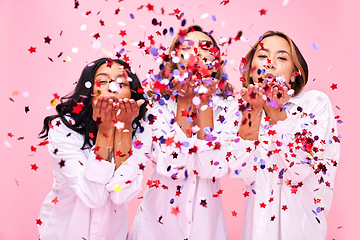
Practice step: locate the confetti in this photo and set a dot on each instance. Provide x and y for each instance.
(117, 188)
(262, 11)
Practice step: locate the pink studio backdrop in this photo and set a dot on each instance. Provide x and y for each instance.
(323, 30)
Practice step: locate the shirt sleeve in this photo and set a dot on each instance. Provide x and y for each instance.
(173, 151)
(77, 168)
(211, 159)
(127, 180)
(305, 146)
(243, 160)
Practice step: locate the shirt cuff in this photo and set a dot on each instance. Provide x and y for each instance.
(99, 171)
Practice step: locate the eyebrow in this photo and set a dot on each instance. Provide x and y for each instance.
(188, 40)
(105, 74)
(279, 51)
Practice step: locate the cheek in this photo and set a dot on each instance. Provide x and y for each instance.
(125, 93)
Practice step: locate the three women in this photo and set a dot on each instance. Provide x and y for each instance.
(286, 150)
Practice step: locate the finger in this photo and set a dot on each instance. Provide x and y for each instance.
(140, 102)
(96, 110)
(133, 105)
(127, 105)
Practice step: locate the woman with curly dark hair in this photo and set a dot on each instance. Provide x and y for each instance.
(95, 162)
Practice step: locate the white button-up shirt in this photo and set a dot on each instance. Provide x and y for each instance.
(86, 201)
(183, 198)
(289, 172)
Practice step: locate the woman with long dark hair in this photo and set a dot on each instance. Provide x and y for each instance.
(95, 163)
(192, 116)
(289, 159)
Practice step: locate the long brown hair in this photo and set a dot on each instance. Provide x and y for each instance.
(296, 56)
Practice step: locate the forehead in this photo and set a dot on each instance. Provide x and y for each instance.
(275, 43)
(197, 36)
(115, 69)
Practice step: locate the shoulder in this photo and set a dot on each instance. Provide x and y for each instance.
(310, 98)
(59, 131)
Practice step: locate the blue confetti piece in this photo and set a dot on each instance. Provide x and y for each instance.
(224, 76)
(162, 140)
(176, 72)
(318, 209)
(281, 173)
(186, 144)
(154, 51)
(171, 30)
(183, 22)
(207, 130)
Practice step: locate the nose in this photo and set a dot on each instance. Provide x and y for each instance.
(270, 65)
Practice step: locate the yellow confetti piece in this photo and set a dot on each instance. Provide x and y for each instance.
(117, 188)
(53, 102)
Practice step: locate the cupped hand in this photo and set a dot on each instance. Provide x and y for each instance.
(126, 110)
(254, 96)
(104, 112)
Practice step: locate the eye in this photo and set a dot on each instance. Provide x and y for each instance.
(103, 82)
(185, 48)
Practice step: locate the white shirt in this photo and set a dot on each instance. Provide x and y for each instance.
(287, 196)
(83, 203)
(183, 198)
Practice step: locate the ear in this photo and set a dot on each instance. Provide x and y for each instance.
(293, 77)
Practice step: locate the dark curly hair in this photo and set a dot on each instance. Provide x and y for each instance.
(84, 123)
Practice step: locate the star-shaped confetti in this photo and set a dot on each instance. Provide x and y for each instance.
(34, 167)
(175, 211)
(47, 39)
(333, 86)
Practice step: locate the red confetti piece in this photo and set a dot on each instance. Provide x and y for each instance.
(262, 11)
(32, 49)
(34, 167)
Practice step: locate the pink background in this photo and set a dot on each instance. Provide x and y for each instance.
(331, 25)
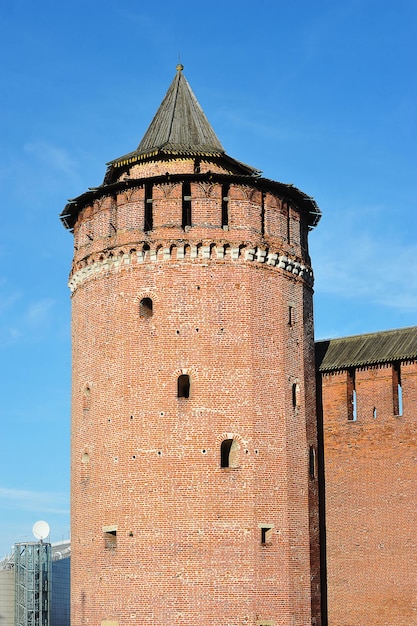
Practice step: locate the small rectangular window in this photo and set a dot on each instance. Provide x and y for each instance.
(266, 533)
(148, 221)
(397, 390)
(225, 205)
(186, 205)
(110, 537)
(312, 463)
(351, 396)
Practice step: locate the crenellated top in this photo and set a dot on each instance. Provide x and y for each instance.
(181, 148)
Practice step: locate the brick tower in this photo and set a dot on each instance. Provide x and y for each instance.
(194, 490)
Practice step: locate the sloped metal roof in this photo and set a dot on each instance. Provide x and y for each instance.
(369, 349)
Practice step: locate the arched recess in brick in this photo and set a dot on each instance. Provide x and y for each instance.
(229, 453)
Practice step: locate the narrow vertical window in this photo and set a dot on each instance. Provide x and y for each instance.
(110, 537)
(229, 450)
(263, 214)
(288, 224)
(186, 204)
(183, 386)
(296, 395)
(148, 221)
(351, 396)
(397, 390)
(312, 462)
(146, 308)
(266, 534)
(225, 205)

•••••

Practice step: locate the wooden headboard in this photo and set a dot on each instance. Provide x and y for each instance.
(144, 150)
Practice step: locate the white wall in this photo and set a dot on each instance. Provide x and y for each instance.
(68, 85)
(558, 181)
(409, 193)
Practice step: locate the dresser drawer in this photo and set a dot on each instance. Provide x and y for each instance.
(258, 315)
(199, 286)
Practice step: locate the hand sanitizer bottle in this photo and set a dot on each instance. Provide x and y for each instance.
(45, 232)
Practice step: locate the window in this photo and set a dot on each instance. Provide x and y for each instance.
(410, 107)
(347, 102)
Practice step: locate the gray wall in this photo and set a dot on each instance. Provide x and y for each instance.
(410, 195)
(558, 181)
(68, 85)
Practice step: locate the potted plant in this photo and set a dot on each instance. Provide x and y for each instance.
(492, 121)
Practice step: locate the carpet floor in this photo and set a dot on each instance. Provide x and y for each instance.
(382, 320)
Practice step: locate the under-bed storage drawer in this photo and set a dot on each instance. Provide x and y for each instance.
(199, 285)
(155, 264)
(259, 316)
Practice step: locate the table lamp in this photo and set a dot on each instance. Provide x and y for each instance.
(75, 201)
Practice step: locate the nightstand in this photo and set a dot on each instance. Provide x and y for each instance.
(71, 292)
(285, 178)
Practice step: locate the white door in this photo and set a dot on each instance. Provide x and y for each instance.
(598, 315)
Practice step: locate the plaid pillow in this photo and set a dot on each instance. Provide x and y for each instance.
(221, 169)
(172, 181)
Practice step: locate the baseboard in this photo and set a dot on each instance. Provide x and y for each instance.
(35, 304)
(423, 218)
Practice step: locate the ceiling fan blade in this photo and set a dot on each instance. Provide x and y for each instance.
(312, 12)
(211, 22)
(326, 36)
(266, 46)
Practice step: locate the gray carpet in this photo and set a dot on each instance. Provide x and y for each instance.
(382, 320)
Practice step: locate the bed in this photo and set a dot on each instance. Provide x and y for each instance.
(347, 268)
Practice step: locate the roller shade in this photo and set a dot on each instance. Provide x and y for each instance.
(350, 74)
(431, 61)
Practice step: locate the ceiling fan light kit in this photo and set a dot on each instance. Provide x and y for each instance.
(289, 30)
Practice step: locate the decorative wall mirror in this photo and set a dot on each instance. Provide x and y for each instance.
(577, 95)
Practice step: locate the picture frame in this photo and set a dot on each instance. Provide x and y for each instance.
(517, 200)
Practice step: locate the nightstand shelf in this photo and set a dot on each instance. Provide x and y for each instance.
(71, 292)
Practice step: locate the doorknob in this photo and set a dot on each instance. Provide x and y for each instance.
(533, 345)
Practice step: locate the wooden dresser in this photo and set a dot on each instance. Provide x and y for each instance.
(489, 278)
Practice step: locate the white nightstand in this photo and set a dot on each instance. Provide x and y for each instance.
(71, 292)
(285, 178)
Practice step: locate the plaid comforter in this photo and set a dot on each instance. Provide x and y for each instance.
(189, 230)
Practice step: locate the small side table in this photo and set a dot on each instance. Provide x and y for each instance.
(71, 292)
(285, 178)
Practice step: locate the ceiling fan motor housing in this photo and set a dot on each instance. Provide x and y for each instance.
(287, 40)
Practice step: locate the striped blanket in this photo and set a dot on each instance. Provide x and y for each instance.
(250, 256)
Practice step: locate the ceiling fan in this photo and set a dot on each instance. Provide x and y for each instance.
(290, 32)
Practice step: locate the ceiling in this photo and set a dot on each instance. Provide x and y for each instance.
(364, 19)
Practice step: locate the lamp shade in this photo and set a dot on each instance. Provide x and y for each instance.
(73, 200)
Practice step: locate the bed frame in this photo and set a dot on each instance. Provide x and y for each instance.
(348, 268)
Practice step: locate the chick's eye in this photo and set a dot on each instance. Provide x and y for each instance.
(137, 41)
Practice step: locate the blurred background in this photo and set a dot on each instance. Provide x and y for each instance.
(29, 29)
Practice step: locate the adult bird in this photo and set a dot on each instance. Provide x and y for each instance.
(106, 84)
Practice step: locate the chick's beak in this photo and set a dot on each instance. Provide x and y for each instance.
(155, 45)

•••••

Count the lines of the data above that contain the word "carpet" and give only that number.

2